Carry on the profile of nurse Rohyans below, writing on from its final sentence.

# Text excerpt
————

She was the one who told Rohyans she needed to be a nurse. But by that time, Rohyans was 40. “I wondered am I too old? Am I smart enough?”

Fast forward 26 years and Rohyans has the answers to both of those questions. After earning her bachelor’s in nursing, she later went back to school again to get her master’s as a clinical nurse specialist.

Her work as a coach with heart failure patients at Methodist opened up a new world for her.

“That was my passion, sitting and talking with the patients. It was so wonderful, even the ones who were ornery and stubborn. It was all in how you presented it.”

The key, she said, was helping the patients identify why they needed to make changes to live better, longer lives. And it’s not because a nurse or physician is telling them to do it.

“That was a hard pill for me to swallow. You want them to do it because it’s what they need to do, but it’s not about you. It was just miraculous to see, once it became about their goals.”

It was the most important lesson she learned in her nursing career. “Put the patient in charge and then give them the resources they need to get there.”

Rohyans would go on to become an expert in matters of the heart. Professionally, she is a member of the American Association of Heart Failure Nurses and has chaired the group’s publications committee. She also served on the editorial board of the Clinical Nurse Specialist Journal, for which she has written numerous articles.

Personally, she and her husband, Tom, have two children and three grandchildren whom they love to spoil.

————

(Dataset entries)

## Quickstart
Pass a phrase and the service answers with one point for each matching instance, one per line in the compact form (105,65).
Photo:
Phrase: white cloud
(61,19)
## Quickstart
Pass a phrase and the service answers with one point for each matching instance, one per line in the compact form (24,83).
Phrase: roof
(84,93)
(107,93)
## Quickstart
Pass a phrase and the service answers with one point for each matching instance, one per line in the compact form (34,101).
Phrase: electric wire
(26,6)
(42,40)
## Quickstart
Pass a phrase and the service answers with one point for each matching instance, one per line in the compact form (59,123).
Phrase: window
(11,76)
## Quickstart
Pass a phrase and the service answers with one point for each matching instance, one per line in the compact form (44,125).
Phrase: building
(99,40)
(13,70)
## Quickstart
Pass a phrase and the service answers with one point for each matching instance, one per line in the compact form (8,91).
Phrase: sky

————

# Task output
Rohyans has spent the past four years working on the clinical informatics team at Methodist, which is where she met longtime nurse Susie Crichlow.

“When Linda came to the Clinical IS team, she had limited Cerner experience,” Crichlow said. (Cerner is the hospital’s electronic medical records system.)

But what she did have was more important.

“She was asked to join the team because of her strong cardiology background and the intangible qualities that define her,” Crichlow said. “A desire to learn, kindness, compassion, gentleness and a broad accumulation of life experiences outside of computers and nursing.”

In 2016, she received the Red Shoes Award from Riley Hospital for Children, which recognizes those in the hospital system who go above and beyond to care for patients and their families.

Her nominator was none other than the manager of the Red Shoes Program.

“I know that it is unlikely for someone on the Cerner team to receive a Red Shoes nomination because the staff does not interact with patients and families,” wrote Susan Henderson-Sears. “However, I felt Linda needed to be recognized. Despite a wide array of challenges trying to access and work in Cerner, Linda was a master communicator and committed to finding the best solution for us to serve families. She is a wonderful collaborator, and we have felt like she has been part of our team during this journey.”

Over the years, Rohyans has followed many career paths, always with the faith that they will lead her to where she is supposed to be.

And now she’s at a different crossroads. She is retiring Dec. 31, a fact that both thrills her and leaves her feeling a bit unmoored.

“I am a nurse. If I’m not doing that, who am I?” She wrestled with that question of identity before coming to terms with the bigger picture.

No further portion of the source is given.